• **WORK TASK**:
No line before the one containing "Target: pale breast" is to be output; retype exactly that line and all lines that follow it to the end of the records.

[[ GIVEN RECORDS, beginning ]]

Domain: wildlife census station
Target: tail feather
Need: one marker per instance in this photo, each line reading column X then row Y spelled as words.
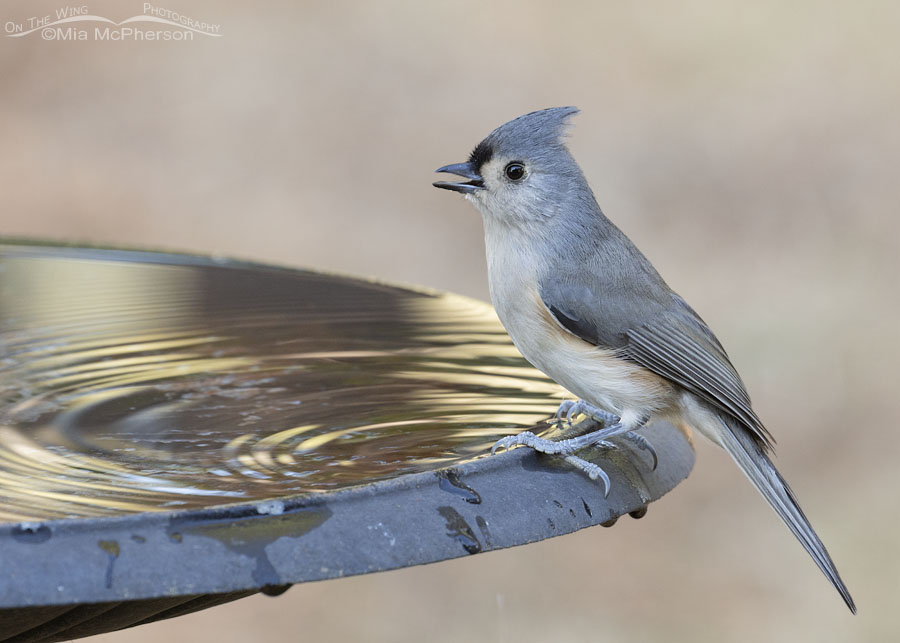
column 757, row 466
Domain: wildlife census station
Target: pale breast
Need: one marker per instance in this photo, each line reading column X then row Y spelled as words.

[[ GIVEN RECORDS, end ]]

• **WRITTEN RESPONSE**:
Target: pale breast
Need: one marker per instance in this photo, each line reading column X then row Y spelled as words.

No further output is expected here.